• **Task to complete**
Each entry is to be transcribed exactly, with nothing added or dropped.

====== Listed records

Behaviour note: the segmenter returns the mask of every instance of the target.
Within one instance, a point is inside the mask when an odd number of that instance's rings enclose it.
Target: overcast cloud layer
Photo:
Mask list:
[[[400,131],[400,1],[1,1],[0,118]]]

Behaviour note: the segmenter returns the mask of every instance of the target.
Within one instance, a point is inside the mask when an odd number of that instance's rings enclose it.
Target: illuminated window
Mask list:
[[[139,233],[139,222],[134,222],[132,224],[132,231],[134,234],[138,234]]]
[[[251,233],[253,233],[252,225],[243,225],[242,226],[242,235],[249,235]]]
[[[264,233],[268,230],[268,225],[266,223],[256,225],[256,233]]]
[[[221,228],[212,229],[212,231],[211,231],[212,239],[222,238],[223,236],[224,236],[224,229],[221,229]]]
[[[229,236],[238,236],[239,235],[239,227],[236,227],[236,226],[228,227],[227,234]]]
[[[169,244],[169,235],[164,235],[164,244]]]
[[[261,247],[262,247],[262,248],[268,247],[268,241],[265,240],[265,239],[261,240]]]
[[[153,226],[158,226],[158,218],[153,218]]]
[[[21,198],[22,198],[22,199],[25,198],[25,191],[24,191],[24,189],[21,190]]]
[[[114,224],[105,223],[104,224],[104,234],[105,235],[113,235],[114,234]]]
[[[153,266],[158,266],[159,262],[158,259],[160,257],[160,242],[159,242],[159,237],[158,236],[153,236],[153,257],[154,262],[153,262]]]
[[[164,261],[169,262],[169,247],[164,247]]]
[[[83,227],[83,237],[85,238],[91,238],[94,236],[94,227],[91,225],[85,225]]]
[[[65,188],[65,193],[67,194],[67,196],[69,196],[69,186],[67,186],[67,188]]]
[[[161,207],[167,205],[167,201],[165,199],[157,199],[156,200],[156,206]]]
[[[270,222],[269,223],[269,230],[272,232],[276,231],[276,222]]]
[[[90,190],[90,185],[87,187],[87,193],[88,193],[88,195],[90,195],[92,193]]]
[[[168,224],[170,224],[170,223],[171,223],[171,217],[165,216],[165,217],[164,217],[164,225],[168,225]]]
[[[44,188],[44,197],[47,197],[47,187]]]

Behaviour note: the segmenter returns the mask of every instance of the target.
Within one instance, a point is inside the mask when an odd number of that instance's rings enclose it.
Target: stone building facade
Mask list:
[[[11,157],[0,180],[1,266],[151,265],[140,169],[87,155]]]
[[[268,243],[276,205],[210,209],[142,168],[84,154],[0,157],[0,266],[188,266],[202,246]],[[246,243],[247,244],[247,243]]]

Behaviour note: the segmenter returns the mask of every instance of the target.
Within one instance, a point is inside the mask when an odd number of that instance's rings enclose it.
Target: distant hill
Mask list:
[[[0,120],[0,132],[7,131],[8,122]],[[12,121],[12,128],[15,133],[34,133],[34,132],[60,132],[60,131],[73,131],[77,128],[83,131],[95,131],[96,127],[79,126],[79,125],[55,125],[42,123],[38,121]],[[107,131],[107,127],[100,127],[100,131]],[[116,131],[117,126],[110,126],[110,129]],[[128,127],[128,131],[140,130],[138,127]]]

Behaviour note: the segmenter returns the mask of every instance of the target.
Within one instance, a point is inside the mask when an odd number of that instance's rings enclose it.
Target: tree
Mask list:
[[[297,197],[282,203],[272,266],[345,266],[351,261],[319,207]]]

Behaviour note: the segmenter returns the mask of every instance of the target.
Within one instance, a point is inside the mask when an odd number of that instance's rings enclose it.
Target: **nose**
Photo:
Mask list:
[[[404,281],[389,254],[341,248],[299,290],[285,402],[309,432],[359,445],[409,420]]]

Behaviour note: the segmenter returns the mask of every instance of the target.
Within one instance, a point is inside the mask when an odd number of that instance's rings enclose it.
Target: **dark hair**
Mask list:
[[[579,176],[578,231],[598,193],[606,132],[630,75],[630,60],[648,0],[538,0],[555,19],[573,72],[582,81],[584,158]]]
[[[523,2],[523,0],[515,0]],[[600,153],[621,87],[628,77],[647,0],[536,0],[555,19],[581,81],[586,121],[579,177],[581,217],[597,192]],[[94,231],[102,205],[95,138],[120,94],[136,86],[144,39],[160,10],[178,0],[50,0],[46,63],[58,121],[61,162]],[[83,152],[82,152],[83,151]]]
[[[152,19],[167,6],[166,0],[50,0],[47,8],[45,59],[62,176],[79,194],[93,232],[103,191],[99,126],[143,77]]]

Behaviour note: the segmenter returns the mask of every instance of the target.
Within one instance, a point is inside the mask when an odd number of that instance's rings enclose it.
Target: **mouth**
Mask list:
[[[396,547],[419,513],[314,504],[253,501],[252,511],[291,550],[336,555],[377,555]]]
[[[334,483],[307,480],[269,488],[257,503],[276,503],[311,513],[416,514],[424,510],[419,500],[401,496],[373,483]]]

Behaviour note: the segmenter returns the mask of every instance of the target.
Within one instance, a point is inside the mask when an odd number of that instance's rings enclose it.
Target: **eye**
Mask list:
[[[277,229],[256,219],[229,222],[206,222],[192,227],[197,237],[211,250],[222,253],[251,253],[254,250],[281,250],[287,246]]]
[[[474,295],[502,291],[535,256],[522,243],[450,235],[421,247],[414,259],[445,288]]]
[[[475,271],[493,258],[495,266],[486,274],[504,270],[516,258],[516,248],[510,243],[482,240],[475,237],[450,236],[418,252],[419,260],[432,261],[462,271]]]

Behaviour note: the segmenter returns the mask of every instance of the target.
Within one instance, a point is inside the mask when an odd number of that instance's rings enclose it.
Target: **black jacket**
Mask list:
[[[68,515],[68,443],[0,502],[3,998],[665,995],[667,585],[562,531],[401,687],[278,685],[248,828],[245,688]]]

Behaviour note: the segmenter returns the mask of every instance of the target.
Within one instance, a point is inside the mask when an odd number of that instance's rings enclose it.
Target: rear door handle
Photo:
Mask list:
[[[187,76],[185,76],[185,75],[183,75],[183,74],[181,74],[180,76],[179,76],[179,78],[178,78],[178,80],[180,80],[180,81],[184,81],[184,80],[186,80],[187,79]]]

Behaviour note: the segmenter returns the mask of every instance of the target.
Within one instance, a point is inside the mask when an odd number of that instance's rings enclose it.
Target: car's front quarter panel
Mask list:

============

• **Answer for the task**
Behaviour note: the segmenter returns the mask of every instance of the target.
Within one instance, a point is inside the mask when an odd number of that instance's rings enclose it.
Target: overcast cloud layer
Photo:
Mask list:
[[[400,131],[400,1],[1,1],[0,118]]]

Behaviour note: the segmenter returns the mask of every instance of the target.
Within one instance, a point is inside the mask when an odd number of that instance's rings enclose it.
Target: illuminated window
Mask list:
[[[139,233],[139,222],[134,222],[132,224],[132,231],[134,234],[138,234]]]
[[[251,233],[253,233],[252,225],[243,225],[242,226],[242,235],[249,235]]]
[[[264,233],[268,230],[268,225],[266,223],[256,225],[256,233]]]
[[[221,228],[212,229],[212,231],[211,231],[212,239],[222,238],[223,236],[224,236],[224,229],[221,229]]]
[[[229,236],[238,236],[239,235],[239,227],[236,227],[236,226],[228,227],[227,234]]]
[[[169,244],[169,235],[164,235],[164,244]]]
[[[261,247],[262,247],[262,248],[268,247],[268,241],[265,240],[265,239],[261,240]]]
[[[153,226],[158,226],[158,218],[153,218]]]
[[[21,198],[22,198],[22,199],[25,198],[25,191],[24,191],[24,189],[21,190]]]
[[[114,224],[105,223],[104,224],[104,234],[105,235],[113,235],[114,234]]]
[[[153,266],[158,266],[159,262],[158,259],[160,257],[160,242],[159,242],[159,237],[158,236],[153,236],[153,257],[154,262],[153,262]]]
[[[164,261],[169,262],[169,247],[164,247]]]
[[[83,227],[83,237],[85,238],[91,238],[94,236],[94,227],[91,225],[85,225]]]
[[[65,188],[65,193],[67,194],[67,196],[69,196],[69,186],[67,186],[67,188]]]
[[[161,207],[167,205],[167,201],[165,199],[157,199],[156,200],[156,206]]]
[[[270,222],[269,223],[269,230],[272,232],[276,231],[276,222]]]
[[[90,190],[90,185],[87,187],[87,193],[88,193],[88,195],[90,195],[92,193]]]
[[[168,224],[170,224],[170,223],[171,223],[171,217],[165,216],[165,217],[164,217],[164,225],[168,225]]]
[[[44,188],[44,197],[47,197],[47,187]]]

Behaviour note: the segmenter returns the mask of every instance of the target.
Within one instance, a point is inside the mask when an odd number of that instance's rings enclose it.
Target: stone building facade
Mask list:
[[[11,157],[0,180],[1,266],[151,265],[140,169],[87,155]]]
[[[268,243],[276,205],[210,209],[142,168],[84,154],[0,157],[0,266],[188,266],[202,246]],[[246,243],[247,244],[247,243]]]

Behaviour note: the segmenter returns the mask of every instance of the target.
Within one instance, a point is inside the mask when an odd number of that instance's rings enclose it.
Target: distant hill
Mask list:
[[[0,120],[0,132],[7,131],[8,122]],[[12,121],[12,128],[15,133],[34,133],[34,132],[60,132],[60,131],[73,131],[77,128],[83,131],[95,131],[96,127],[79,126],[79,125],[55,125],[42,123],[38,121]],[[107,131],[107,127],[100,127],[100,131]],[[116,131],[117,126],[110,126],[110,129]],[[128,127],[128,131],[140,130],[138,127]]]

Behaviour note: the segmenter returns the mask of every instance of the target.
Within one instance, a point is inside the mask when an odd number of that instance's rings enclose it.
Target: tree
Mask list:
[[[297,197],[282,203],[272,266],[345,266],[351,261],[319,207]]]

Behaviour note: the segmenter returns the mask of every instance of the target.
Within one instance, a point is inside the mask when an odd number of that instance's rings enclose it.
Target: **nose**
Photo:
Mask list:
[[[404,281],[389,254],[341,248],[299,290],[285,402],[309,432],[359,445],[409,420]]]

Behaviour note: the segmenter returns the mask of every instance of the target.
Within one instance, a point is inside the mask when an odd number of that instance's rings enclose it.
Target: **dark hair**
Mask list:
[[[579,176],[578,231],[598,193],[606,132],[630,75],[630,60],[648,0],[538,0],[555,19],[573,72],[582,81],[584,158]]]
[[[523,2],[523,0],[515,0]],[[600,153],[621,87],[628,77],[647,0],[536,0],[555,19],[581,81],[586,121],[579,177],[581,217],[597,192]],[[94,231],[102,205],[95,138],[120,94],[136,86],[144,39],[160,10],[178,0],[50,0],[46,63],[58,121],[61,162]],[[83,152],[82,152],[83,151]]]
[[[152,19],[167,6],[166,0],[50,0],[47,8],[45,59],[62,176],[79,194],[93,232],[103,191],[99,126],[143,77]]]

Behaviour note: the segmenter returns the mask of every instance of the target.
Within one instance, a point is inside the mask when an odd number of that instance's rings enclose it.
Target: **mouth**
Mask list:
[[[396,547],[419,513],[314,504],[253,501],[252,511],[291,550],[336,555],[377,555]]]
[[[334,483],[307,480],[269,488],[257,503],[276,503],[311,513],[416,514],[424,510],[419,500],[401,496],[373,483]]]

Behaviour note: the segmenter returns the mask of every instance of the target.
Within one instance, a point is inside the mask when an odd number of that instance's rings enclose it.
Target: **eye**
Mask list:
[[[277,229],[256,219],[229,222],[206,222],[192,227],[197,237],[211,250],[222,253],[251,253],[254,250],[281,250],[287,246]]]
[[[474,295],[502,291],[535,256],[522,243],[450,235],[421,247],[414,259],[445,288]]]
[[[475,271],[493,258],[495,266],[486,274],[504,270],[516,258],[516,248],[510,243],[482,240],[475,237],[450,236],[418,252],[419,260],[432,261],[462,271]]]

Behaviour note: the segmenter returns the mask of every instance of the target.
Within one instance, a point is inside the mask when an odd number of that instance's rings enclose it.
Target: **black jacket**
Mask list:
[[[68,515],[68,443],[0,502],[3,998],[665,995],[667,585],[562,531],[401,687],[278,685],[248,828],[245,688]]]

Behaviour note: the segmenter returns the mask of every instance of the target.
Within one instance, a point is inside the mask when an odd number of that instance's rings enclose it.
Target: rear door handle
Photo:
Mask list:
[[[187,76],[185,76],[185,75],[183,75],[183,74],[181,74],[180,76],[179,76],[179,78],[178,78],[178,80],[180,80],[180,81],[184,81],[184,80],[186,80],[187,79]]]

Behaviour note: the segmenter returns the mask of every instance of the target.
Within one instance, a point is inside the mask when an odd number of that instance's rings enclose it.
Target: car's front quarter panel
Mask list:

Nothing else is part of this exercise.